Which lines have the string "query"? Copy all of them from the entries below.

Region pointing data:
----

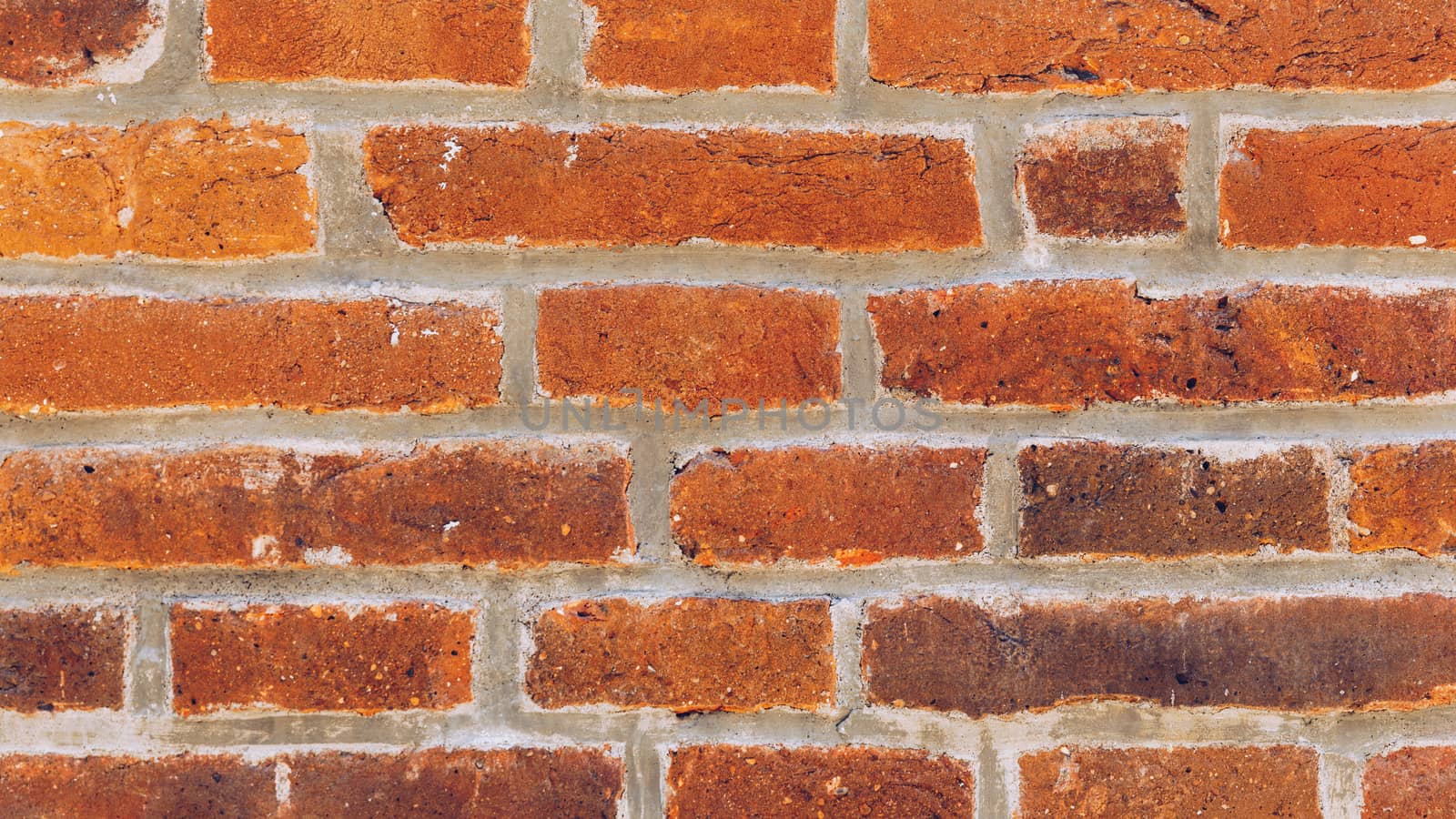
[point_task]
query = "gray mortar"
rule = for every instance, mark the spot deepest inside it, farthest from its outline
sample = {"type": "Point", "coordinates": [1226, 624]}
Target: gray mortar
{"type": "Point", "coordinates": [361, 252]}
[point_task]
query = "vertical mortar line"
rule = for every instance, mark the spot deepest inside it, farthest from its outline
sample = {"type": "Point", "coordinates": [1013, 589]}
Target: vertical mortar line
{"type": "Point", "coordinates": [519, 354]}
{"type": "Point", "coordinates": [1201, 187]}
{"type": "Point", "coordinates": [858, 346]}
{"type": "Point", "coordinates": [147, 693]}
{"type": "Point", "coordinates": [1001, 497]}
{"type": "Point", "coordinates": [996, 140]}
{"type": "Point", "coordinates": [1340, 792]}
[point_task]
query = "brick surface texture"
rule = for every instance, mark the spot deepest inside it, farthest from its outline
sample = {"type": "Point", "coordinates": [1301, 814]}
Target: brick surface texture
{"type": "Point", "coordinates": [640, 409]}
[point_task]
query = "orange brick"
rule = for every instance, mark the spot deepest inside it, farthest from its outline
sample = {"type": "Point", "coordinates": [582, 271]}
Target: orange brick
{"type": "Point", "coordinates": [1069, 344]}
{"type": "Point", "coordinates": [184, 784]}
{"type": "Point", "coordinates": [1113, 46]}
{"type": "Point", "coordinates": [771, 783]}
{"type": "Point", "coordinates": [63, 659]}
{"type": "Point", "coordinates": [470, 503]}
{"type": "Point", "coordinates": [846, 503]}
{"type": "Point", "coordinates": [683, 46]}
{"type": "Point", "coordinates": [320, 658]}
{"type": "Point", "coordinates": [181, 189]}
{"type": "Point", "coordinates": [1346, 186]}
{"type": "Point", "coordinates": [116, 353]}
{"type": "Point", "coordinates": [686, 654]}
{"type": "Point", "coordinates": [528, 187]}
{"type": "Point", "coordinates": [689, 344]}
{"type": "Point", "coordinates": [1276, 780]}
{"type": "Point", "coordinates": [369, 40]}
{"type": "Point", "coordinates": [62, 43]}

----

**Written answer**:
query = "gray mortar"
query = "vertical mortar line"
query = "brick surface texture"
query = "orange brick"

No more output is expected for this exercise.